The low oven temperature slowly dries the exterior without aggressively browning it. That is what gives pavlova its classic contrast: a shell that feels crisp and fragile outside, with a center that stays tender and slightly chewy-soft.
Expert Tips for the Best Pavlova
- Add the sugar slowly: This is one of the biggest texture details. If the sugar goes in too fast, the meringue can stay grainy and less stable.
- Use a completely clean bowl: Any grease, butter, or trace of egg yolk can interfere with volume.
- Do not rush the bake: Pavlova needs low, gentle heat. A hotter oven can brown it too fast or create a weaker texture.
- Cool it gradually: Sudden temperature changes can lead to more dramatic collapse or cracking.
- Top it close to serving time: Once whipped cream and fruit are added, the shell starts to soften. It is best assembled shortly before serving.
Common Mistakes to Avoid
- Overbeating or underbeating the egg whites: Underbeaten whites will not hold shape well. Overbeaten whites can become clumpy and dry.
- Adding sugar too quickly: This can keep it from dissolving properly and leave the texture grainy.
- Baking at too high a temperature: That often leads to color before the shell has properly dried.
- Opening the oven repeatedly: Temperature swings can affect the structure while it bakes.
- Topping too early: Whipped cream and juicy fruit can soften the crust faster than you want.
Fun Variations
A Cozy Thanksgiving Pavlova
Give your pavlova recipe a festive fall makeover! This version of the classic Pavlova dessert trades summer berries for warm, comforting toppings. Think spiced pumpkin cream, soft caramelized apples, and a fluffy cinnamon whipped cream. It’s a simple way to make your holiday dessert feel extra special!

A Magical Christmas Pavlova
Turn your favorite pavlova recipe into a holiday wonder! This Christmas Pavlova dessert gets dressed up in its festive best with fluffy peppermint whipped cream, rich dark chocolate curls, and cheerful red berries. It’s an easy way to create a dessert that looks as joyful as the season itself.

How to Serve Pavlova
Pavlova is best served as a centerpiece dessert when you want something that feels light but still very special.
It pairs especially well with:
- brunch spreads
- spring gatherings
- Easter dessert tables
- summer dinners
- holiday entertaining
- afternoon coffee or tea
For a beautiful presentation, keep the whipped cream soft and generous, then let the fruit look naturally scattered rather than overly arranged. That relaxed finish usually makes pavlova look more elegant and homemade at the same time.
Storage and Make-Ahead Tips
- To store the shell: You can bake the pavlova shell a day ahead and keep it in an airtight container at room temperature once fully cooled.

• [Stated goal A]
Rewrite the records starting with the line containing "Localize each leaf you can see." and going on through the line containing "[4,358,178,499]", keeping the requests as they are. Multiply every bounding-box coordinate in the answers by 0.8 and round it to a whole number, with halves rounded up, and give back only those lines.
The pavlova text and the records have no connection to each other.

• [Exercise materials]
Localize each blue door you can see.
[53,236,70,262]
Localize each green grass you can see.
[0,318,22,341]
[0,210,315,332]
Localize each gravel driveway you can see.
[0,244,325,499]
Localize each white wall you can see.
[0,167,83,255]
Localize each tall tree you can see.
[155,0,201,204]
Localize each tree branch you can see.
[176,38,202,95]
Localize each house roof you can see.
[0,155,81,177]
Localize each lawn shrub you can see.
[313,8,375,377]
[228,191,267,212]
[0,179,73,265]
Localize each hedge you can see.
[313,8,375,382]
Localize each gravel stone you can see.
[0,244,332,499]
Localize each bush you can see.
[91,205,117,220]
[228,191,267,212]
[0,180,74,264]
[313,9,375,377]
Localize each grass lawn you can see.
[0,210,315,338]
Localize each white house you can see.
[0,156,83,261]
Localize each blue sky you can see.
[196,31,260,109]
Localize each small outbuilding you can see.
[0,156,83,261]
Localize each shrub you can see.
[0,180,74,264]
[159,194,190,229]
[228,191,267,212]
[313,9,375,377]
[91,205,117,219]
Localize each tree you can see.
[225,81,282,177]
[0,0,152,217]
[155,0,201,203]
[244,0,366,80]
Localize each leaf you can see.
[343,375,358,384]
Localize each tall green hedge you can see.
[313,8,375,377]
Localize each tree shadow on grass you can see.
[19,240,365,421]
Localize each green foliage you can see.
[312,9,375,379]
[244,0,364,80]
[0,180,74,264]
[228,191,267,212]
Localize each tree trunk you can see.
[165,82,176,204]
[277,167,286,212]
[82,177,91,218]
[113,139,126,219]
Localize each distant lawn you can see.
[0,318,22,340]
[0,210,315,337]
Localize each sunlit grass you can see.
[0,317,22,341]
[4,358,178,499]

==

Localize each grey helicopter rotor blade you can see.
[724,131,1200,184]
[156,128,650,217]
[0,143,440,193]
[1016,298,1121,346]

--

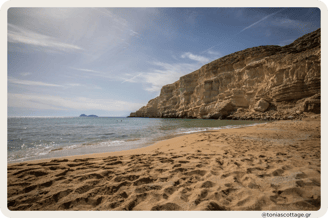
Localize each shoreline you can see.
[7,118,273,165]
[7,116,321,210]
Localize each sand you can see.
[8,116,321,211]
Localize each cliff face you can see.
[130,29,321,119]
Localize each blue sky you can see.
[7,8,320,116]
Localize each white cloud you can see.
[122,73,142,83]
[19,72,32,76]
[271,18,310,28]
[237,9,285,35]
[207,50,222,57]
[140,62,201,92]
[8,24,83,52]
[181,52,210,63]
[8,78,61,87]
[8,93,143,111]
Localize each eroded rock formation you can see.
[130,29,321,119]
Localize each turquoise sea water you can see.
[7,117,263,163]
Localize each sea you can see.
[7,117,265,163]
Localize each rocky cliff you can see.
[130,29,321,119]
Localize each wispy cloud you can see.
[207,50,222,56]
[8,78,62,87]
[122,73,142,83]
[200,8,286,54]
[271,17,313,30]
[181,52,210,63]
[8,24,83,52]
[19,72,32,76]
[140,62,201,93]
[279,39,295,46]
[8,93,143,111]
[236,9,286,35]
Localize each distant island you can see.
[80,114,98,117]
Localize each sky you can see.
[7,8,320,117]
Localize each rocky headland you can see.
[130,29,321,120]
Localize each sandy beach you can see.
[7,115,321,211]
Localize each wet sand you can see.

• [Stated goal B]
Carry on the pavlova text from the point where it stops.

• [Written response A]
Localize each leaf you can see.
[274,300,286,307]
Localize each tall green hedge you can see.
[250,6,300,302]
Localize each tree shadow on grass you can see.
[15,192,292,337]
Localize each green foliage you can see.
[250,7,300,303]
[195,0,291,64]
[0,144,59,211]
[182,153,214,170]
Localize each tree trunk you can see.
[132,66,141,163]
[222,134,229,170]
[66,142,73,174]
[90,111,101,175]
Localize each distant lawn you can see.
[0,254,18,272]
[0,168,252,270]
Localize each sunlit grass you can see.
[0,254,18,273]
[3,286,142,399]

• [Written response B]
- To store assembled pavlova: Once topped, it is best enjoyed the same day. Leftovers can still be eaten, but the shell will soften over time.
Make-ahead strategy
For the best results, bake the shell ahead, prep the fruit separately, whip the cream closer to serving, and assemble at the end.
FAQ
Why did my pavlova crack?
Some cracking is completely normal and part of pavlova’s charm. Large cracks often happen from sudden temperature shifts or overly rapid cooling.
Why is my pavlova sticky?
Humidity can make pavlova sticky, and underbaking can also leave the shell too moist.
Can I make pavlova in advance?
Yes. The shell can be made one day ahead and stored untopped. Add the cream and fruit just before serving.
Is pavlova supposed to be chewy inside?
Yes. A proper pavlova should have a crisp exterior and a soft, marshmallow-like center.
Can I use frozen fruit?
Fresh fruit is best for presentation and texture, but thawed fruit can work if well drained.
Final Thoughts
Pavlova has a way of feeling both delicate and dramatic, which is part of what makes it so memorable. The crisp shell, the soft center, the cool whipped cream, and the bright fruit all come together in a way that feels simple but genuinely special.
It is one of those desserts that does not need heavy frosting or complicated decoration to impress. Once you slice into that crisp shell and see the soft center underneath, it already has everything it needs.

Pavlova
This pavlova recipe has a crisp, delicate shell with a soft marshmallow-like center, topped with whipped cream and fresh fruit for an elegant homemade dessert.
Ingredients
For the Meringue
- 4 large egg whites (room temperature)
- 1 cup granulated sugar
- 1 tsp white vinegar
- 1 tsp cornstarch
- 1 tsp vanilla extract
For the Topping
- 1 cup heavy cream
- 1 tbsp powdered sugar
- 1 tsp vanilla extract
- 2 cups mixed fresh fruit
Instructions
- Whip whites – Beat 4 egg whites until stiff peaks form (no drooping!).
- Sweeten slowly – Add 1 cup sugar, 1 tbsp at a time, until glossy. Fold in 1 tsp each vinegar, cornstarch, and vanilla.
- Shape & bake – Form a nest on parchment paper. Bake at 250°F (120°C) for 1.5 hours, then cool in the oven.
- Top & devour – Whip cream with 1 tbsp powdered sugar and vanilla. Smother on cooled meringue + load with fruit.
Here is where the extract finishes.